### JOBS
1) In the mailing-list reply, rewrite the passage starting at "Mike Little wordpress" and ending at "of the site.", changing "subdomain" to "staging subdomain".
2) Resume the mailing-list reply about moving a WordPress site to a new domain, picking up right after its final sentence.

### SOURCE
-- -- --

[wp-hackers] wp-hackers Digest, Vol 81, Issue 62

Mike Little wordpress at zed1.com
Sun Oct 30 20:25:01 UTC 2011


On Sun, Oct 30, 2011 at 16:33, sam auciello <info at samauciello.com> wrote:

> > As I mentioned elsewhere, get your self a short domain. Create your
> clients
> > site on a subdomain of it (with a character count exactly the same length
> > of
> > the live domain) so that wordPress is in the root of the site.
> >
>
> I'm still a bit confused.  Firstly, why do I need a the domain to have the
> same length??  Since when does search and replace care about the relative
> length of the strings?
>
>
Because php serialzed data in the database (which many plugins store) that
contains the domain name will break if the length of the domain changes (as
it would with a dumb search and replace). There are several solutions out
there that claim to resolve the situation intelligently. I've not tried any
of them as I have a perfectly working solution I am comfortable with, but
many people can vouch for them.

-- -- --

Source records

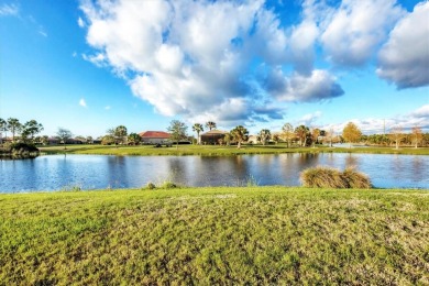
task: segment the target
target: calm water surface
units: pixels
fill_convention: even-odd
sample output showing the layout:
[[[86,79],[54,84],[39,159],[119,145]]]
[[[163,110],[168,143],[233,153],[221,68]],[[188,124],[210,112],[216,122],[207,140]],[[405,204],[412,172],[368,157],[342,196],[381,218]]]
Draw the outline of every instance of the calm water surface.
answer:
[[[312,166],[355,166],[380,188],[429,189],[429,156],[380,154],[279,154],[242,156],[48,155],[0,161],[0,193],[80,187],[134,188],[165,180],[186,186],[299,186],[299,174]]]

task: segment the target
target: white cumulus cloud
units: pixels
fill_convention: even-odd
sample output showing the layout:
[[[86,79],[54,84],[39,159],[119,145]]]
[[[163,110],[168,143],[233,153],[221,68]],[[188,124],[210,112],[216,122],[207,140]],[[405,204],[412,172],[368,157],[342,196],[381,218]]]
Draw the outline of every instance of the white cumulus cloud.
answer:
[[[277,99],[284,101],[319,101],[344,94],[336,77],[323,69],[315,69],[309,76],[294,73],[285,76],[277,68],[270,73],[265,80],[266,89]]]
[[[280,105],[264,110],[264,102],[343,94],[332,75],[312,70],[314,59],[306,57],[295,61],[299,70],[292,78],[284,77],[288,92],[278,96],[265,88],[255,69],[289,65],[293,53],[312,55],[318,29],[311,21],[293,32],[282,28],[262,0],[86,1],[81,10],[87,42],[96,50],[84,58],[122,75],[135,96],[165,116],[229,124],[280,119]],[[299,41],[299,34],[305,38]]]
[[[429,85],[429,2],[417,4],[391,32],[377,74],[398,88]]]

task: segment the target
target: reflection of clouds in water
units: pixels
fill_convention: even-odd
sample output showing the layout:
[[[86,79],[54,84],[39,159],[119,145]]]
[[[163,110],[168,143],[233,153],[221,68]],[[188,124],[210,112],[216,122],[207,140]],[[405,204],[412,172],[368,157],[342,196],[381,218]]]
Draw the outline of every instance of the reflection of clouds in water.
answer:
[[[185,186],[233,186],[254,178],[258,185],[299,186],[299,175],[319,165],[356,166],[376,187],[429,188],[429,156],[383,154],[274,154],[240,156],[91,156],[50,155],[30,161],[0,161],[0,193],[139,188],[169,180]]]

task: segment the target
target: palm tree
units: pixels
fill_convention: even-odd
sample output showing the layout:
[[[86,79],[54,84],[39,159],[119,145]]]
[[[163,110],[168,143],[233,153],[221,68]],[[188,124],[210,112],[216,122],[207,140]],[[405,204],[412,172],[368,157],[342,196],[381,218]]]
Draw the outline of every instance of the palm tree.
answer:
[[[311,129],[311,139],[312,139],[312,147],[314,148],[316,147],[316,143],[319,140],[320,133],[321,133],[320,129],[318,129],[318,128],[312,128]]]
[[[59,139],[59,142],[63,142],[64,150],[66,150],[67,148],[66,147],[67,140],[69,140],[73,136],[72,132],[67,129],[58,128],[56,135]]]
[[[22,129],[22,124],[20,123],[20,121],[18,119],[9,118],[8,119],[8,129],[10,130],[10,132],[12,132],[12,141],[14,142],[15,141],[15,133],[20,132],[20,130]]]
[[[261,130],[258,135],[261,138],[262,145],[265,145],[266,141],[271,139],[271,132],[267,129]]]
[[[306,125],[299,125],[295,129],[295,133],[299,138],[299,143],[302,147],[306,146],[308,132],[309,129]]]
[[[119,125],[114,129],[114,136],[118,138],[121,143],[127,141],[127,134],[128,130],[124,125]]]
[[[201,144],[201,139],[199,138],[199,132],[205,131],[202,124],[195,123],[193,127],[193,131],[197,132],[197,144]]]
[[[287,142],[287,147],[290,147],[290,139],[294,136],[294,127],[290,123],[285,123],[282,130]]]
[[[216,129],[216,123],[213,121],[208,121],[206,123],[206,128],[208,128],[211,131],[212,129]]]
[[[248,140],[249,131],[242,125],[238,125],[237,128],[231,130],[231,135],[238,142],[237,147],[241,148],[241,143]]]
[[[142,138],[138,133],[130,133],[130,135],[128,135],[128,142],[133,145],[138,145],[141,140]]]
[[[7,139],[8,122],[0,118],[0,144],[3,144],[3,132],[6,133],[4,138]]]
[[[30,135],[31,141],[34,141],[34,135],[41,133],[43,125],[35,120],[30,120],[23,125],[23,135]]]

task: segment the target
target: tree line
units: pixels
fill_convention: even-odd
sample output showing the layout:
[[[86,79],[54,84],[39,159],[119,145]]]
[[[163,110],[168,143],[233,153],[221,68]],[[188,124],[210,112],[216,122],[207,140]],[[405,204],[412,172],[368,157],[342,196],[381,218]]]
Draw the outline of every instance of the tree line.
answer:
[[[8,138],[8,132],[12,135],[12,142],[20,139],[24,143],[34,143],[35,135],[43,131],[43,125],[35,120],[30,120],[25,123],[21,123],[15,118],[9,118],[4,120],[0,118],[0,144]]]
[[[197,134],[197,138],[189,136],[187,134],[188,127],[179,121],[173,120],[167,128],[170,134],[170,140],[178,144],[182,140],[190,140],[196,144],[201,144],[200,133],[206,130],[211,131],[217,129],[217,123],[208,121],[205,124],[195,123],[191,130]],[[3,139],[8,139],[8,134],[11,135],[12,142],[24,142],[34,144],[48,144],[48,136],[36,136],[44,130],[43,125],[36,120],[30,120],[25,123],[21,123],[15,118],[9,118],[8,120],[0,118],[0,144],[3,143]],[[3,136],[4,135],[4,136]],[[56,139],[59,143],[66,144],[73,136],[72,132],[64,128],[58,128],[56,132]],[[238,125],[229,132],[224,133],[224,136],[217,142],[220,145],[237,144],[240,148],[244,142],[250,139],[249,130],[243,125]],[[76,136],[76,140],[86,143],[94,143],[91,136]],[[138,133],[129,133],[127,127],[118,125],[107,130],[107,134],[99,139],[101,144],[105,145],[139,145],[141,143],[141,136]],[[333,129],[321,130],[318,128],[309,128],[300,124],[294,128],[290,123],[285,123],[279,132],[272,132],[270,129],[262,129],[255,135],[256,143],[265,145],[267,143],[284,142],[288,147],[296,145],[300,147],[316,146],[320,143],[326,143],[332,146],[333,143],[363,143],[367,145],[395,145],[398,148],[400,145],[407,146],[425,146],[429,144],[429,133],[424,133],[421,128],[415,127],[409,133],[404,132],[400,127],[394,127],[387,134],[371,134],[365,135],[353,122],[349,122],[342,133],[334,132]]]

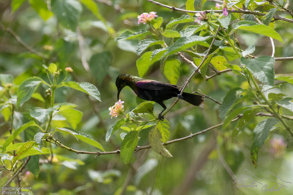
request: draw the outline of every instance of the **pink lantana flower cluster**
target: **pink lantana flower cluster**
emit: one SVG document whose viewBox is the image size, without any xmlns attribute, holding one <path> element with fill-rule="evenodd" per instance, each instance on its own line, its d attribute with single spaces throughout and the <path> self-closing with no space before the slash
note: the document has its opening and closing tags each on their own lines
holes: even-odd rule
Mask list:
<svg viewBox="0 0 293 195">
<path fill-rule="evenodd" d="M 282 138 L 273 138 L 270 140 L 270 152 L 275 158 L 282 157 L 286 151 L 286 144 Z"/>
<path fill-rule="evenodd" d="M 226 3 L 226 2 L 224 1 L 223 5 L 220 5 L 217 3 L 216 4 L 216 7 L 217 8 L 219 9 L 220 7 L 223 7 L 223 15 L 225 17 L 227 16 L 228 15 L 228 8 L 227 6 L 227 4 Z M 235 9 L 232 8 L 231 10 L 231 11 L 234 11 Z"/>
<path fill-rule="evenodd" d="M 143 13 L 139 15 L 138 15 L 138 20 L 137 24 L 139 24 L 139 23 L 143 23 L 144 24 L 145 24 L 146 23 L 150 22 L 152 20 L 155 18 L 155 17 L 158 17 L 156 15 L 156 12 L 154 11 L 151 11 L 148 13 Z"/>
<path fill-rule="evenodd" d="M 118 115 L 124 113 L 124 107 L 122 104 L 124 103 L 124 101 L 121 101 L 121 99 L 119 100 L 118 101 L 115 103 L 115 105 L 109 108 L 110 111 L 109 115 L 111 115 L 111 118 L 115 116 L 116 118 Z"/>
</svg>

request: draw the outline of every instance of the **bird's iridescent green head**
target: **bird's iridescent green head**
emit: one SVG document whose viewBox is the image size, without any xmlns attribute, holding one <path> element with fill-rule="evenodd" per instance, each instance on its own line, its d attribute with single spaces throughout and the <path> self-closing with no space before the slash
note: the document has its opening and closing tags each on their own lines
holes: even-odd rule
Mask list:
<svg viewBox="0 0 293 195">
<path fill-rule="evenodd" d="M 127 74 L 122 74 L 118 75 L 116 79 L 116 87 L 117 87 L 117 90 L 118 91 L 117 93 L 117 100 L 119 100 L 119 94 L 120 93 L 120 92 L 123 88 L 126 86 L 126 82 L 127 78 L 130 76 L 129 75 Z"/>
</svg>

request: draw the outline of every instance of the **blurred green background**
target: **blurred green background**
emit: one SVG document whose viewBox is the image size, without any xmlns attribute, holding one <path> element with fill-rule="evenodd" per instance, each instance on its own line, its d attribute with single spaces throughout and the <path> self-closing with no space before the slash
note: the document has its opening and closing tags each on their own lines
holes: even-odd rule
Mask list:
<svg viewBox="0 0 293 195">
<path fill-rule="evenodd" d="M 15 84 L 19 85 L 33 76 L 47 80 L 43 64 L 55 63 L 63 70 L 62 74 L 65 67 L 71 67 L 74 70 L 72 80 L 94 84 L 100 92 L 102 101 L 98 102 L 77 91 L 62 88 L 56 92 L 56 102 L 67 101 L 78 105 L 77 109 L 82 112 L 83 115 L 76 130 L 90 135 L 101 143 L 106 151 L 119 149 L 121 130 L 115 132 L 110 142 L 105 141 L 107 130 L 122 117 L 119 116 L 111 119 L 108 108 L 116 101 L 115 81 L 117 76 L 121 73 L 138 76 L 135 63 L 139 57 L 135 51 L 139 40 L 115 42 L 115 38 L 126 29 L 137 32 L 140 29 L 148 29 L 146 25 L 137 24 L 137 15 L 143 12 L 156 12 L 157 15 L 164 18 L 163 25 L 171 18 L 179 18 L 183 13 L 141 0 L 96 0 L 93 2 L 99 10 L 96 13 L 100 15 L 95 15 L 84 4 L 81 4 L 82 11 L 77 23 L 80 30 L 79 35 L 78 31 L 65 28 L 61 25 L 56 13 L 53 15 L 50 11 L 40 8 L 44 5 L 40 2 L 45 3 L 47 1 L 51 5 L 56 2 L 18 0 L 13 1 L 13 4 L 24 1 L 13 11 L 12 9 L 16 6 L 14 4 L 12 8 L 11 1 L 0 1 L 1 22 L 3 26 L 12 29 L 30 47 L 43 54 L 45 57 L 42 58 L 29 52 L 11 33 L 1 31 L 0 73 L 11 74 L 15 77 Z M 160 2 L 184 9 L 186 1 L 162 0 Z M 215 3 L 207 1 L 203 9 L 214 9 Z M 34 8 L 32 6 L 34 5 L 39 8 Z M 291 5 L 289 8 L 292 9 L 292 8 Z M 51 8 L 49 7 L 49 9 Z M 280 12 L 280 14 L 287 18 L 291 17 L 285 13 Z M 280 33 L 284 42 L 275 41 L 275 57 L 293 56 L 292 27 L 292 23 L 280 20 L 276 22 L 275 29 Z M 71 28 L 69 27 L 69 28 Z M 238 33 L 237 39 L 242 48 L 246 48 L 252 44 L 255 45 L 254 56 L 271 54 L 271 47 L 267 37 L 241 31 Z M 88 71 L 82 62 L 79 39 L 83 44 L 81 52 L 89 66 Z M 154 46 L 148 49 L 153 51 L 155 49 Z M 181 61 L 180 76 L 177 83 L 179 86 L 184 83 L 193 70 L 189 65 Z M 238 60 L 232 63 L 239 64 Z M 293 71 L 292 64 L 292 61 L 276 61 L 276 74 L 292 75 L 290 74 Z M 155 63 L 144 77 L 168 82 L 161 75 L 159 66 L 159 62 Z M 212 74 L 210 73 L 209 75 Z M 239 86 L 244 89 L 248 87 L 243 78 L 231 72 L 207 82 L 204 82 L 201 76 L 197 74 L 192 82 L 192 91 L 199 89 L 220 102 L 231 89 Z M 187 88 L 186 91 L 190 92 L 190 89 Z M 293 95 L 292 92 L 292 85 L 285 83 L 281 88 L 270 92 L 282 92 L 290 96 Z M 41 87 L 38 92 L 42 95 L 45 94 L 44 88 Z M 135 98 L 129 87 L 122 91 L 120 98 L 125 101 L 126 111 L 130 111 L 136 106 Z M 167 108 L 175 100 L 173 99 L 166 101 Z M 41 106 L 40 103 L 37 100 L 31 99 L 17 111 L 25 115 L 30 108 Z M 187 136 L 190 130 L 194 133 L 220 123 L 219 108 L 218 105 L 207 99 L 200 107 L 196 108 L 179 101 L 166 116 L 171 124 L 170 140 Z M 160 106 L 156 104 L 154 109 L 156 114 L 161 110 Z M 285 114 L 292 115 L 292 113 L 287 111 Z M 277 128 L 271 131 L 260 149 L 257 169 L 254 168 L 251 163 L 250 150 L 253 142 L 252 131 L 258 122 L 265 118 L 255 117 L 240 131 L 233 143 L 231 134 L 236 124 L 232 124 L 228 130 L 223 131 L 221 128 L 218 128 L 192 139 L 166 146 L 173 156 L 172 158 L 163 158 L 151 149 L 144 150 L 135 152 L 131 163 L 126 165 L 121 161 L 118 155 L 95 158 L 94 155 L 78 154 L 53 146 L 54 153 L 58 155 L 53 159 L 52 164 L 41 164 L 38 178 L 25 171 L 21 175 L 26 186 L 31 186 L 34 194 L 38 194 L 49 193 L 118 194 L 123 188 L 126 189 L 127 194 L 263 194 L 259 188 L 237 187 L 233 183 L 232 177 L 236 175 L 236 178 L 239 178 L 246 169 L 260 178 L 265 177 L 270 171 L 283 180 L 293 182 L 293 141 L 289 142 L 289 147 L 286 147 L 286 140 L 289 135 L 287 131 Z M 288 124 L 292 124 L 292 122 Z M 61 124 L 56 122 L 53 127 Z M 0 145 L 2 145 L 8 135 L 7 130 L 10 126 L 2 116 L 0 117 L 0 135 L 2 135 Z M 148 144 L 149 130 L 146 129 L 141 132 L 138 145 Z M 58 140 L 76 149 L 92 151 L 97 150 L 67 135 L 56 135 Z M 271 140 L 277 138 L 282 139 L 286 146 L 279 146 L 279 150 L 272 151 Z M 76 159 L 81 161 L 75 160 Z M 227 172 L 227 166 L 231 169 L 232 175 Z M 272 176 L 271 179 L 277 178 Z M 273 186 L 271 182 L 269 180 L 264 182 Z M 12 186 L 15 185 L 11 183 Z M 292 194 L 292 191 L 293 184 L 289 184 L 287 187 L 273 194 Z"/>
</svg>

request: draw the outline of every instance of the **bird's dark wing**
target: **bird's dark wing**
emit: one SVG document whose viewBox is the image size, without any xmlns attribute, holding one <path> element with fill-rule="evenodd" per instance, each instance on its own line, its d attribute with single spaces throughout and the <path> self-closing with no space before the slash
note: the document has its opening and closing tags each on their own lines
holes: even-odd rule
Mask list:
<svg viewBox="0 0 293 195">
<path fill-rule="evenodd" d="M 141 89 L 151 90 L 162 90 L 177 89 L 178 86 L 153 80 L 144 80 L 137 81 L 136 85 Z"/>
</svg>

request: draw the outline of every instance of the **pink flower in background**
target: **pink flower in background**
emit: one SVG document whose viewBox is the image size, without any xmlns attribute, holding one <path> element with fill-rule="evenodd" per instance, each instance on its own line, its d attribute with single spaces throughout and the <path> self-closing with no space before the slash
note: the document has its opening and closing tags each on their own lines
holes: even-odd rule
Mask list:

-- -- --

### ANSWERS FOR THIS EXERCISE
1)
Mike Little wordpress at zed1.com
Sun Oct 30 20:25:01 UTC 2011


On Sun, Oct 30, 2011 at 16:33, sam auciello <info at samauciello.com> wrote:

> > As I mentioned elsewhere, get your self a short domain. Create your
> clients
> > site on a staging subdomain of it (with a character count exactly the same length
> > of
> > the live domain) so that wordPress is in the root of the site.

2)
> > No they wouldn't: /wp/wp-content/uploads/2011/10/29/my-images.jpg still
> > needs to be changed to /wp-content/uploads/2011/10/29/my-images.jpg
> > regardless of whether it start with the domain or not.
> >
> >
> Right, I was getting confused by the root part of root relative there.  I
> was thinking that the images would be saved as
> /wp-content/uploads/2011/10/29/my-images.jpg
> and example.com/wp (my site address) would be prepended.  The proposal is
> that for the purposes of content not being exported this wouldn't be
> necessary.
>
> Regardless it seems the correct thing for me to do is start using something
> like dev.example.com instead of example.com/wp but if I did this it seems
> like relative urls would still save me the find and replace step.  So I'd
> still be in favor of an optional constant solution.
>
>
Still, it's not going to happen any time soon for lots of very valid
reasons.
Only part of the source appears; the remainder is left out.